WORK TO DO | Extract the full listing below without altering a single character.

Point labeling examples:
──────────────────────────────
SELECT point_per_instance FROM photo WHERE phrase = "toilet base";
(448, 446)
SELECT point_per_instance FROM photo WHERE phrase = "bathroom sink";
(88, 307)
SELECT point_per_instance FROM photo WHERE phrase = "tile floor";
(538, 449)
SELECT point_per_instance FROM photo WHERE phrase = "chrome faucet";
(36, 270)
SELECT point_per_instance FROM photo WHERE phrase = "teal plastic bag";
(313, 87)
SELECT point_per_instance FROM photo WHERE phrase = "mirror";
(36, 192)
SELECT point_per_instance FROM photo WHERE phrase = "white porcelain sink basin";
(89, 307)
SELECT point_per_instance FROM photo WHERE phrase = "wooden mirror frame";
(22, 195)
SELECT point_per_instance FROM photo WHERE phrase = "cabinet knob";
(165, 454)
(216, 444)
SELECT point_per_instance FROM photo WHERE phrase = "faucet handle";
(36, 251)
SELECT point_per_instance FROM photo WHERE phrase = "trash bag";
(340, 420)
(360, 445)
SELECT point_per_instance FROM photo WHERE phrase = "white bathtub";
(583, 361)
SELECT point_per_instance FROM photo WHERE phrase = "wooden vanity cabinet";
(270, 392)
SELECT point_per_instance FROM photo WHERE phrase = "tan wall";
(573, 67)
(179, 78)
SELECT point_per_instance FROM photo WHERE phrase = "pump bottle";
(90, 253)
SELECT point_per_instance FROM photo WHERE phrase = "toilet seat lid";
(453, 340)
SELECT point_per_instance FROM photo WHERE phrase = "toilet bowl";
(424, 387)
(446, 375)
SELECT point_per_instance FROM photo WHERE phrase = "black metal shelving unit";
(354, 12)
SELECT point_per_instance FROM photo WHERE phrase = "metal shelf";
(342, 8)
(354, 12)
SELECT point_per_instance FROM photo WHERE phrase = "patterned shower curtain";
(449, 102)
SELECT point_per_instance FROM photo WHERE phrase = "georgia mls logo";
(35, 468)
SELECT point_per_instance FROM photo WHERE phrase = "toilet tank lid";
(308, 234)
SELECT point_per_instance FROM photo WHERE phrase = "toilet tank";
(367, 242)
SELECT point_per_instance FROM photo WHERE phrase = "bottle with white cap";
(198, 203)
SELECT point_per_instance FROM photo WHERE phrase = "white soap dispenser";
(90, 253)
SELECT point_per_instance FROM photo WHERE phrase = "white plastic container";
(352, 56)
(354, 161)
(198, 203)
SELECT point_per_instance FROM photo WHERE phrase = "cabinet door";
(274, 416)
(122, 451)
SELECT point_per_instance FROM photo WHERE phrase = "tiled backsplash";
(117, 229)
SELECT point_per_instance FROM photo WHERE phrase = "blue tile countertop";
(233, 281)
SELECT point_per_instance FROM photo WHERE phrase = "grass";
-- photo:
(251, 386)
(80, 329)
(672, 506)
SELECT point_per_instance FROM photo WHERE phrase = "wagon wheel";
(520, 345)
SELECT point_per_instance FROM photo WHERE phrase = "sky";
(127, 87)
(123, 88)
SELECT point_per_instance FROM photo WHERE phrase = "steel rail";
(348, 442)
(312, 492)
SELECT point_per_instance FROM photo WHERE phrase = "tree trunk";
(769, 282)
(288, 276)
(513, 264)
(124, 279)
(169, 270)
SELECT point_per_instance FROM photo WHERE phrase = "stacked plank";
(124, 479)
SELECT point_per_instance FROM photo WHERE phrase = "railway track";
──────────────────────────────
THE SOLUTION |
SELECT point_per_instance FROM photo WHERE phrase = "toilet base";
(448, 446)
SELECT point_per_instance FROM photo WHERE phrase = "bathroom sink";
(88, 307)
SELECT point_per_instance FROM photo WHERE phrase = "tile floor";
(538, 449)
SELECT point_per_instance FROM photo WHERE phrase = "chrome faucet";
(36, 270)
SELECT point_per_instance FROM photo WHERE phrase = "teal plastic bag";
(313, 87)
SELECT point_per_instance FROM photo WHERE phrase = "mirror";
(36, 192)
SELECT point_per_instance FROM photo WHERE phrase = "white porcelain sink basin";
(89, 307)
SELECT point_per_instance FROM photo WHERE phrase = "wooden mirror frame";
(22, 195)
SELECT point_per_instance FROM photo WHERE phrase = "cabinet knob";
(165, 454)
(216, 444)
SELECT point_per_instance FROM photo WHERE phrase = "faucet handle";
(36, 251)
SELECT point_per_instance FROM photo WHERE phrase = "trash bag";
(340, 420)
(360, 445)
SELECT point_per_instance FROM photo WHERE phrase = "white bathtub";
(583, 361)
SELECT point_per_instance FROM photo WHERE phrase = "wooden vanity cabinet";
(270, 392)
SELECT point_per_instance FROM photo WHERE phrase = "tan wall";
(573, 67)
(179, 78)
SELECT point_per_instance FROM photo WHERE phrase = "pump bottle";
(90, 253)
SELECT point_per_instance FROM photo WHERE phrase = "toilet seat lid";
(453, 340)
SELECT point_per_instance FROM photo WHERE phrase = "toilet bowl";
(424, 387)
(446, 375)
SELECT point_per_instance FROM photo WHERE phrase = "black metal shelving unit";
(354, 12)
SELECT point_per_instance FROM photo WHERE phrase = "metal shelf";
(342, 8)
(354, 12)
SELECT point_per_instance FROM photo WHERE phrase = "patterned shower curtain";
(449, 102)
SELECT point_per_instance FROM photo WHERE phrase = "georgia mls logo";
(35, 468)
SELECT point_per_instance FROM photo WHERE phrase = "toilet tank lid";
(308, 234)
SELECT point_per_instance FROM photo WHERE phrase = "toilet tank";
(367, 242)
SELECT point_per_instance FROM photo WHERE phrase = "bottle with white cap";
(198, 203)
SELECT point_per_instance FROM photo WHERE phrase = "white soap dispenser";
(90, 253)
SELECT point_per_instance FROM photo WHERE phrase = "white plastic container";
(352, 56)
(354, 161)
(198, 203)
SELECT point_per_instance FROM photo WHERE phrase = "cabinet door";
(274, 416)
(122, 451)
SELECT point_per_instance FROM photo WHERE phrase = "tiled backsplash";
(117, 229)
SELECT point_per_instance FROM photo WHERE phrase = "blue tile countertop";
(233, 281)
SELECT point_per_instance FROM photo WHERE phrase = "grass";
-- photo:
(251, 386)
(80, 329)
(672, 506)
SELECT point_per_instance FROM photo WHERE phrase = "wagon wheel";
(520, 345)
SELECT point_per_instance FROM photo WHERE phrase = "sky";
(127, 87)
(123, 88)
SELECT point_per_instance FROM photo WHERE phrase = "steel rail";
(348, 442)
(312, 492)
SELECT point_per_instance FROM photo WHERE phrase = "tree trunk";
(769, 282)
(288, 276)
(513, 264)
(124, 279)
(169, 270)
SELECT point_per_instance FROM photo WHERE phrase = "stacked plank";
(124, 479)
SELECT point_per_instance FROM photo WHERE phrase = "railway track";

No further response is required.